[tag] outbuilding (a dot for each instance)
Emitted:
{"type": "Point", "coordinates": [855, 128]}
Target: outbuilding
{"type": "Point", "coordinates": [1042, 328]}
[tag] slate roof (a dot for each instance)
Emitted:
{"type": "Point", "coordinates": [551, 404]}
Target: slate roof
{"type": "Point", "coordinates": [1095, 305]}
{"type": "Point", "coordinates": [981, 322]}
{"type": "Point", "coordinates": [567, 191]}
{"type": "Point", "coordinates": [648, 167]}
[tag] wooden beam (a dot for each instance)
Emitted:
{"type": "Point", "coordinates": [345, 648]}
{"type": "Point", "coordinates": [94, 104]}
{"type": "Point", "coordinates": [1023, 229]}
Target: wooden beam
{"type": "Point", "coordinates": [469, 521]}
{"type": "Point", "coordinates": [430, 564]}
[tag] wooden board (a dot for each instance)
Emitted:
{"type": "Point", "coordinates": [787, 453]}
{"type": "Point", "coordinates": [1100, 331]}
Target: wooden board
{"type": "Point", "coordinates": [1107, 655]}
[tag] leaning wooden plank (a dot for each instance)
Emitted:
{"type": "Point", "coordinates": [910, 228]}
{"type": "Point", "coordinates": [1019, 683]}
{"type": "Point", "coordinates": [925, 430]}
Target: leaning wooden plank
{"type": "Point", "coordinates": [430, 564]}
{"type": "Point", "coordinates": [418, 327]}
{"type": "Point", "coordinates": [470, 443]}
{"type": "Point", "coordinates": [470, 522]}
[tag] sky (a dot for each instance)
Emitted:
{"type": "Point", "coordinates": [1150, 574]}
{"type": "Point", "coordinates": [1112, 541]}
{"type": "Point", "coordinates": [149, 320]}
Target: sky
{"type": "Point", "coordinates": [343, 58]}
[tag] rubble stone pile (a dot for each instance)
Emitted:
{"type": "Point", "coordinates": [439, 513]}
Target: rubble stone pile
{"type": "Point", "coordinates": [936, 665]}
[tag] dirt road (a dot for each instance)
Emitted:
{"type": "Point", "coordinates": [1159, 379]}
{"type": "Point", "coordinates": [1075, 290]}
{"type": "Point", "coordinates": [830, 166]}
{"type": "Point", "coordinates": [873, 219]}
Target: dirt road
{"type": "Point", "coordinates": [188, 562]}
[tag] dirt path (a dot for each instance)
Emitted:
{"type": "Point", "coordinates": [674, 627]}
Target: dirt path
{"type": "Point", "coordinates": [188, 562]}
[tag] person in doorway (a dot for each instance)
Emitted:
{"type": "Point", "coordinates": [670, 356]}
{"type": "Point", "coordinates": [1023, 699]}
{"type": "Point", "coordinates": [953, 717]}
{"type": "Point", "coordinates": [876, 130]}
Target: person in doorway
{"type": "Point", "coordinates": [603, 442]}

● **TASK STATEMENT**
Rewrite all the rows above, swapping "Emitted" for "Predicted" wherever it appears and leaving everything else unchanged.

● **THE RESULT**
[tag] outbuilding (a dot for each instance)
Predicted:
{"type": "Point", "coordinates": [855, 128]}
Target: outbuilding
{"type": "Point", "coordinates": [1042, 328]}
[tag] slate roof (a dot for each instance)
Predicted:
{"type": "Point", "coordinates": [551, 404]}
Target: slate roof
{"type": "Point", "coordinates": [1095, 305]}
{"type": "Point", "coordinates": [981, 322]}
{"type": "Point", "coordinates": [567, 191]}
{"type": "Point", "coordinates": [648, 167]}
[tag] wooden beam (a dot for each instance)
Predicted:
{"type": "Point", "coordinates": [345, 648]}
{"type": "Point", "coordinates": [94, 104]}
{"type": "Point", "coordinates": [1023, 229]}
Target: wooden beam
{"type": "Point", "coordinates": [469, 521]}
{"type": "Point", "coordinates": [430, 564]}
[tag] wooden board (a dot for each instance)
Predicted:
{"type": "Point", "coordinates": [787, 453]}
{"type": "Point", "coordinates": [1100, 331]}
Target: wooden board
{"type": "Point", "coordinates": [1107, 655]}
[tag] leaning wooden plank (a dot for each instance)
Predicted:
{"type": "Point", "coordinates": [910, 228]}
{"type": "Point", "coordinates": [1019, 683]}
{"type": "Point", "coordinates": [925, 430]}
Target: leaning wooden plank
{"type": "Point", "coordinates": [430, 564]}
{"type": "Point", "coordinates": [418, 327]}
{"type": "Point", "coordinates": [470, 443]}
{"type": "Point", "coordinates": [470, 522]}
[tag] sky (a dot for each instance)
Predicted:
{"type": "Point", "coordinates": [1150, 574]}
{"type": "Point", "coordinates": [1112, 541]}
{"type": "Point", "coordinates": [149, 320]}
Target: sky
{"type": "Point", "coordinates": [343, 58]}
[tag] rubble stone pile (a dot for each instance)
Predicted:
{"type": "Point", "coordinates": [439, 513]}
Target: rubble stone pile
{"type": "Point", "coordinates": [936, 665]}
[tag] dirt road (a dot for each instance)
Predicted:
{"type": "Point", "coordinates": [1159, 379]}
{"type": "Point", "coordinates": [1075, 290]}
{"type": "Point", "coordinates": [830, 166]}
{"type": "Point", "coordinates": [873, 219]}
Target: dirt road
{"type": "Point", "coordinates": [188, 562]}
[tag] dirt path (a dot for each instance)
Predicted:
{"type": "Point", "coordinates": [674, 627]}
Target: dirt path
{"type": "Point", "coordinates": [188, 562]}
[tag] person in doorway (a dot for each instance)
Predicted:
{"type": "Point", "coordinates": [670, 356]}
{"type": "Point", "coordinates": [1023, 699]}
{"type": "Point", "coordinates": [953, 717]}
{"type": "Point", "coordinates": [876, 130]}
Target: person in doorway
{"type": "Point", "coordinates": [603, 442]}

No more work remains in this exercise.